> **EXERCISE AIM**: Rewrite each line of the records as a numbered list, skipping any blank lines. Leave the pictures out.

> **DATA FOR THE TASK**:
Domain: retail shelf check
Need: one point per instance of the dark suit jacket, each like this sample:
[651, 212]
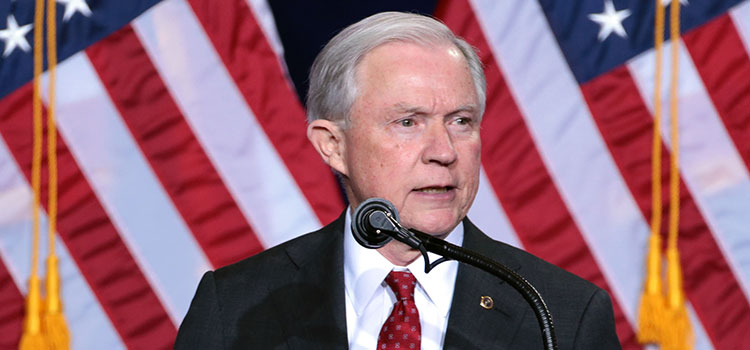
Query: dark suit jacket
[292, 297]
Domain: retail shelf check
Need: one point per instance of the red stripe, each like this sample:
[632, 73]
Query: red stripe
[256, 70]
[91, 238]
[12, 310]
[626, 124]
[519, 177]
[723, 64]
[171, 148]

> **REPLY**:
1. Domain: retail shelf check
2. Need: one point per instance of the dark suit jacket, each like this sample:
3. [651, 212]
4. Query: dark suit jacket
5. [292, 297]
6. Domain: retail shelf check
7. Need: one point per instance of the red stripe, each like this sample:
8. [632, 73]
9. Query: red stripe
10. [256, 70]
11. [91, 238]
12. [12, 310]
13. [626, 124]
14. [519, 177]
15. [723, 64]
16. [171, 148]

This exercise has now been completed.